_Consegna 1_. Ripeti parola per parola l'intero articolo sulle dimissioni differite di Renzi.

_Testo del documento_.
--------------------
ROMA «Mi dimetto, ma non adesso». Matteo Renzi, nel giorno della «sconfitta netta, chiara, evidente», conia una nuova formula: le dimissioni differite. Una mossa per poter continuare a dare le carte da qui alla formazione del prossimo governo, spinto del sospetto che qualche capocorrente - non solo Emiliano e Orlando, ma anche tra i franceschiniani e i prodiani - punti all'accordo con i Cinquestelle. Per trattare sulle presidenze di Camera e Senato. In più, in caso di elezioni anticipate, restare alla guida del Nazareno conservando il potere di comporre le liste.
L'annuncio arriva dopo una notte e una giornata di passione. Stretto d'assedio da Dario Franceschini e Andrea Orlando, da Marco Minniti e Graziano Delrio, il segretario a metà mattina è pronto alle dimissioni. Si parla già di una reggenza affidata al vicesegretario Maurizio Martina e di un'assemblea nazionale per eleggere il nuovo leader entro un mese. Scelto perfino il candidato: il ministro Delrio. Tant'è, che la notizia dell'addio rimbalza su agenzie e tv.
Poi, però, scatta il pressing dei suoi, dei componenti del Giglio Magico. Francesco Bonifazi e Lorenzo Guerini, Maria Elena Boschi e Luca Lotti, cominciano a martellare Renzi: «Se lasci adesso il partito sarebbe senza guida in una fase cruciale». Commento di un renziano ormai disincantato: «La verità è hanno preso gusto al potere e puntano a qualche vicepresidenza di qualche Camera. E se al comando c'è ancora Renzi, hanno qualche chance di agguantare qualche posto. Se Matteo lascia si ritrovano turisti in giro per Roma».
--------------------
_Dati forniti_.
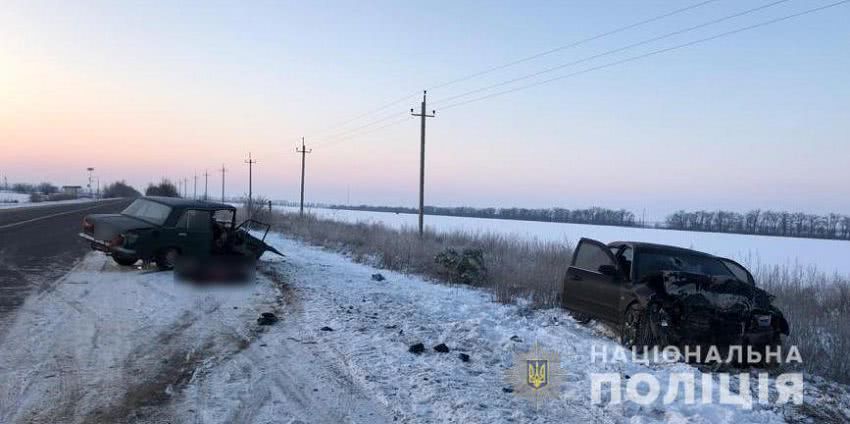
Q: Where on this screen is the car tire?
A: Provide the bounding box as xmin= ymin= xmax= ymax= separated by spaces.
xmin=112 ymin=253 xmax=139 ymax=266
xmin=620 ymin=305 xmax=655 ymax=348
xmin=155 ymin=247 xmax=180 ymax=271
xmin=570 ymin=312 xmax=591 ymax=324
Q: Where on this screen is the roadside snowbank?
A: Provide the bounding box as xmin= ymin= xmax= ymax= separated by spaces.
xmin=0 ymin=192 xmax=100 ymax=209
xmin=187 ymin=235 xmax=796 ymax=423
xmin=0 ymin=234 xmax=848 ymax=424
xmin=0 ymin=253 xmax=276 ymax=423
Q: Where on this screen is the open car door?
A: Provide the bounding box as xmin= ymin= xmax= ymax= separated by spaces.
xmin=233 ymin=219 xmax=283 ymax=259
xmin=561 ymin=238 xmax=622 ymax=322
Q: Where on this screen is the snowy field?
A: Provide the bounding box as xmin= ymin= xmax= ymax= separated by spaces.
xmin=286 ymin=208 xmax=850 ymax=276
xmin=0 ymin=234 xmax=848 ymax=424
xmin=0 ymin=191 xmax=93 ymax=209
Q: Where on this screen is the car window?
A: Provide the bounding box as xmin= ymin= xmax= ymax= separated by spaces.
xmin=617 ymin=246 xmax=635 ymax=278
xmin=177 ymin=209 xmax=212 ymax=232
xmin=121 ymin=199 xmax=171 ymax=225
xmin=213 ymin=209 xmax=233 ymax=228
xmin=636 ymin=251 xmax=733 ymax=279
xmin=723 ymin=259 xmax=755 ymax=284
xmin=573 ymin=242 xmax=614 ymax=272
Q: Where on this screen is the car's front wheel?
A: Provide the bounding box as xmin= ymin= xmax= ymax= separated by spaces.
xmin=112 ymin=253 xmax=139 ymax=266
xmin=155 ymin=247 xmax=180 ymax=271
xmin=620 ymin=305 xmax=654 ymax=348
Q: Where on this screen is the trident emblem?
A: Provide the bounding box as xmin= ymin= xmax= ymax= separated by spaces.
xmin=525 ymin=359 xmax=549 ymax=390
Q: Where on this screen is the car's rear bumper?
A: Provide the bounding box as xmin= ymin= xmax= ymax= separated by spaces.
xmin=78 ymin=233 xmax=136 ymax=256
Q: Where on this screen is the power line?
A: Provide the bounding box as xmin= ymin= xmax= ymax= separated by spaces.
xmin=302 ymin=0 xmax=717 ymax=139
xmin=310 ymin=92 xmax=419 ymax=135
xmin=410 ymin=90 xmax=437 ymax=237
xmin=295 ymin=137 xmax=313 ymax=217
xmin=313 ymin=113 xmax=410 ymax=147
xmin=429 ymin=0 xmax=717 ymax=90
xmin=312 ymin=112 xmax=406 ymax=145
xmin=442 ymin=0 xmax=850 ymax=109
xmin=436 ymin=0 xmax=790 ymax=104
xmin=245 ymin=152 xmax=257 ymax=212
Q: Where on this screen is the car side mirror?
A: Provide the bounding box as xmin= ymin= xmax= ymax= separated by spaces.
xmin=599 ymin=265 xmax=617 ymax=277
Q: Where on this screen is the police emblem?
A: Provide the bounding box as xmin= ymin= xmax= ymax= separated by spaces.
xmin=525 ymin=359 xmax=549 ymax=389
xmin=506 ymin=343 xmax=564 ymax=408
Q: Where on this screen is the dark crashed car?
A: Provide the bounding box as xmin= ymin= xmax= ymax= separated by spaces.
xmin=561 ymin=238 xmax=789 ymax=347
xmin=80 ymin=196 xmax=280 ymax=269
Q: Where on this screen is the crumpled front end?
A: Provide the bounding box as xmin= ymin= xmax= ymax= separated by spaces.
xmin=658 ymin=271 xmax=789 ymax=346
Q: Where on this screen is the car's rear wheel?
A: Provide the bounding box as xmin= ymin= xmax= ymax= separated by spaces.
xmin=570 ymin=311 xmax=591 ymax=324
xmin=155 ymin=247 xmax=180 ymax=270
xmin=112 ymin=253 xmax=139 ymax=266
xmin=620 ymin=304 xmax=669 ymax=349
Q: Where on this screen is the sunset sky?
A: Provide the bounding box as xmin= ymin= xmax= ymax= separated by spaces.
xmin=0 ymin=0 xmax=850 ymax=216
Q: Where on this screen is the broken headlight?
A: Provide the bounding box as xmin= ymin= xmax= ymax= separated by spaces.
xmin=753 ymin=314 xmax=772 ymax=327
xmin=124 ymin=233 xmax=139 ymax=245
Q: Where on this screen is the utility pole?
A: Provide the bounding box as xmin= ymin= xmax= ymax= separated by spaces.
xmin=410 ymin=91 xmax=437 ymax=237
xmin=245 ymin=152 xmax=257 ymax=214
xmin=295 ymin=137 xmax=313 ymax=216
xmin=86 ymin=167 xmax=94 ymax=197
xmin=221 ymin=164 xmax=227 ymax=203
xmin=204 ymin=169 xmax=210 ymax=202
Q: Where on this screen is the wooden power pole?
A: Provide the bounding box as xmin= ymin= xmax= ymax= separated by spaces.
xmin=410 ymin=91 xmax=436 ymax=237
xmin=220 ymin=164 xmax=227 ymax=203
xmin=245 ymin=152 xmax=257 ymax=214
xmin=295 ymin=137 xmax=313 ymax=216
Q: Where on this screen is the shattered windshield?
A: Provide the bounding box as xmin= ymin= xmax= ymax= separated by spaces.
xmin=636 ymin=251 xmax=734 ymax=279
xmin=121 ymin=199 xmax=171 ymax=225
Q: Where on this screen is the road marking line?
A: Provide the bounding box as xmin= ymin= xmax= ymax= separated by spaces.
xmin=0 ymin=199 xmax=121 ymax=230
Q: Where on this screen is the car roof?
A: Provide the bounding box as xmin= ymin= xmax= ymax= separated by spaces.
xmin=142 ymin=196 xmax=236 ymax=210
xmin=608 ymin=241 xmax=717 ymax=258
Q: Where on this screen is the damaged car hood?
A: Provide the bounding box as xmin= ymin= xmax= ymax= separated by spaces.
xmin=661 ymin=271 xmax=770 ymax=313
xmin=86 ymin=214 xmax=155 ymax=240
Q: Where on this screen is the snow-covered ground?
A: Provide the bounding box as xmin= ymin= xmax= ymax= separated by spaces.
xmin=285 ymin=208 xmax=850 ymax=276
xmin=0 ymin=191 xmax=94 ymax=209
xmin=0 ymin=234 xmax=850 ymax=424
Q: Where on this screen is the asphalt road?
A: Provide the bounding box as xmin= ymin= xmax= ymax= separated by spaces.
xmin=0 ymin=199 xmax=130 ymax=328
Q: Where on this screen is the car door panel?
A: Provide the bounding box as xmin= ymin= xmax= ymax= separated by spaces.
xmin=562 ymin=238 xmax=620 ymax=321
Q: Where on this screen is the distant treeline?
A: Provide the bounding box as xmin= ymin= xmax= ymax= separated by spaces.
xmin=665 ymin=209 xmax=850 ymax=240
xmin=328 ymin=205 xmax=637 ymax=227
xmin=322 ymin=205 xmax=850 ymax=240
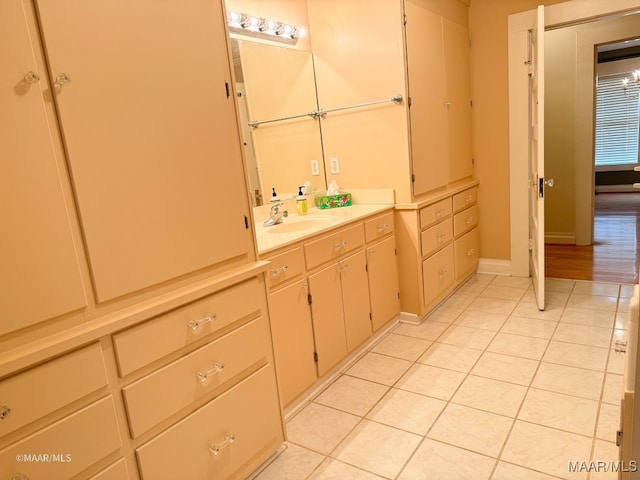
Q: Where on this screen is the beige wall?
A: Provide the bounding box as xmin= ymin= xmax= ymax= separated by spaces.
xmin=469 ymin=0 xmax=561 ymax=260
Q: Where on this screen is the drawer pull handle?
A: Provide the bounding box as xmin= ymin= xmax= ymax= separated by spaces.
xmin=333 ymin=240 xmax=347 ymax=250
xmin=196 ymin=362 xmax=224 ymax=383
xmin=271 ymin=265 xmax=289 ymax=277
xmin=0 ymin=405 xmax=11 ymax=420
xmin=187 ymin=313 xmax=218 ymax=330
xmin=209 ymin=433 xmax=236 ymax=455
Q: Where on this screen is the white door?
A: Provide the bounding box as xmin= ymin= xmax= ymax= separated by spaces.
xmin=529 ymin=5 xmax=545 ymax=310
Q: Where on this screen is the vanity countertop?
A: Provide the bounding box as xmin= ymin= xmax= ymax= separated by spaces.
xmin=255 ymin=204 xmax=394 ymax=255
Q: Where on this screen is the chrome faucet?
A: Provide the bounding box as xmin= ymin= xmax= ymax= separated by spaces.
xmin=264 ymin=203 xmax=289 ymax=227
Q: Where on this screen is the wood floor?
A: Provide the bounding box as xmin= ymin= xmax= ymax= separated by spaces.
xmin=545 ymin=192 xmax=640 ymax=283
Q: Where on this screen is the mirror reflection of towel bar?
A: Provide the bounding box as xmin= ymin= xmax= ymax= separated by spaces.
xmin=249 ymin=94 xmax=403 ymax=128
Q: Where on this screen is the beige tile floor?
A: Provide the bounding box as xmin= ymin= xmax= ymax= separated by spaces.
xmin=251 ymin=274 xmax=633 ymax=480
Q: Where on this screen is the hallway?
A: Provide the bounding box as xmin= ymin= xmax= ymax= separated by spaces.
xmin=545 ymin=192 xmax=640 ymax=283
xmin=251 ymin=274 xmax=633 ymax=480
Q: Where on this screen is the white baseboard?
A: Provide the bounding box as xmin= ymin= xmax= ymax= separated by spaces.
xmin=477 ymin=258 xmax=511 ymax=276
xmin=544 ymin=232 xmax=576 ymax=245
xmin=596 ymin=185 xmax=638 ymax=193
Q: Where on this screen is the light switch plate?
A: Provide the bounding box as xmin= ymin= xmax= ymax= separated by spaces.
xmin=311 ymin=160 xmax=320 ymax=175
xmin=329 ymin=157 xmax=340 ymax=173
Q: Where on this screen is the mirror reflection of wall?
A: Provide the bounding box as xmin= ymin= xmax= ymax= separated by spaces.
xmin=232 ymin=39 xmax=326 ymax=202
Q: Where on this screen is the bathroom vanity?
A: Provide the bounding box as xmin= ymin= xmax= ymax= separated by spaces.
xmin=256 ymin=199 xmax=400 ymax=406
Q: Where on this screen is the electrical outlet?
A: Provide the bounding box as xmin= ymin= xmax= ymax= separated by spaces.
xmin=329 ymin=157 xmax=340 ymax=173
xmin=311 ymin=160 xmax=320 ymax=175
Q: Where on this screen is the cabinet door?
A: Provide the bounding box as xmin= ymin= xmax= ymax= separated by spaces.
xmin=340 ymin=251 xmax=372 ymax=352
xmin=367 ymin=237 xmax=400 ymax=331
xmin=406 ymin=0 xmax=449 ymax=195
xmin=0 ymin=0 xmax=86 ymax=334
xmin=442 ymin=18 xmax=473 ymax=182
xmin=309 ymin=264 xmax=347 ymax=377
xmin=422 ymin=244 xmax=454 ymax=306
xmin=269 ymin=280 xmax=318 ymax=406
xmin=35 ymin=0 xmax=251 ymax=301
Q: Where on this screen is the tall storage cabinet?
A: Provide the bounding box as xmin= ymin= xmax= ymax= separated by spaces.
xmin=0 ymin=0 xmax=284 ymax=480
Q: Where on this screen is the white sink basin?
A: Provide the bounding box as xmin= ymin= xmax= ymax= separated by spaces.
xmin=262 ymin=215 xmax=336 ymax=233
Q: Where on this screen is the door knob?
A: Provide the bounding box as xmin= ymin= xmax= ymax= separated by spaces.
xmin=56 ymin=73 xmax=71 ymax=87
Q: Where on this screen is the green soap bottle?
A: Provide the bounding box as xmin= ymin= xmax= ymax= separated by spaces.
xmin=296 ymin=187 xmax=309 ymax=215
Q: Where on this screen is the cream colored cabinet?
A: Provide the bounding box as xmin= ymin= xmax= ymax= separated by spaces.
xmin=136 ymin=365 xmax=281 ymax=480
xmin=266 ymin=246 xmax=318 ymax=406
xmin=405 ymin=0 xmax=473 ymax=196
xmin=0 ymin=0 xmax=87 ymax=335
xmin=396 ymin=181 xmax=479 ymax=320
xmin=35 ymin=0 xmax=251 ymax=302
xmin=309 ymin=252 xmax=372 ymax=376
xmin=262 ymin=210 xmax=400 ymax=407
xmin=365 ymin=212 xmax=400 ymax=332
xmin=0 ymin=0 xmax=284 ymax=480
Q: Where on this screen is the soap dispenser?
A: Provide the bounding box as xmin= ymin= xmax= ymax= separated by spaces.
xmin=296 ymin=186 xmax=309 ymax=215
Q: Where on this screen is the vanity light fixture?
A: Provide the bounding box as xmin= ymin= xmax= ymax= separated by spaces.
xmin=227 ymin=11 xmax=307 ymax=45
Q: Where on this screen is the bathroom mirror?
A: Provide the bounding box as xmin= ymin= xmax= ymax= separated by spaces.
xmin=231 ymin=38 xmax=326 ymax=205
--------------------
_Consegna 2_. Estrai dai record ogni riga in cui compare la parola «reflection».

_Svolgimento 1_.
ROMA «Mi dimetto, ma non adesso». Matteo Renzi, nel giorno della «sconfitta netta, chiara, evidente», conia una nuova formula: le dimissioni differite. Una mossa per poter continuare a dare le carte da qui alla formazione del prossimo governo, spinto del sospetto che qualche capocorrente - non solo Emiliano e Orlando, ma anche tra i franceschiniani e i prodiani - punti all'accordo con i Cinquestelle. Per trattare sulle presidenze di Camera e Senato. In più, in caso di elezioni anticipate, restare alla guida del Nazareno conservando il potere di comporre le liste.
L'annuncio arriva dopo una notte e una giornata di passione. Stretto d'assedio da Dario Franceschini e Andrea Orlando, da Marco Minniti e Graziano Delrio, il segretario a metà mattina è pronto alle dimissioni. Si parla già di una reggenza affidata al vicesegretario Maurizio Martina e di un'assemblea nazionale per eleggere il nuovo leader entro un mese. Scelto perfino il candidato: il ministro Delrio. Tant'è, che la notizia dell'addio rimbalza su agenzie e tv.
Poi, però, scatta il pressing dei suoi, dei componenti del Giglio Magico. Francesco Bonifazi e Lorenzo Guerini, Maria Elena Boschi e Luca Lotti, cominciano a martellare Renzi: «Se lasci adesso il partito sarebbe senza guida in una fase cruciale». Commento di un renziano ormai disincantato: «La verità è hanno preso gusto al potere e puntano a qualche vicepresidenza di qualche Camera. E se al comando c'è ancora Renzi, hanno qualche chance di agguantare qualche posto. Se Matteo lascia si ritrovano turisti in giro per Roma».

_Svolgimento 2_.
Q: Where on this screen is the mirror reflection of towel bar?
Q: Where on this screen is the mirror reflection of wall?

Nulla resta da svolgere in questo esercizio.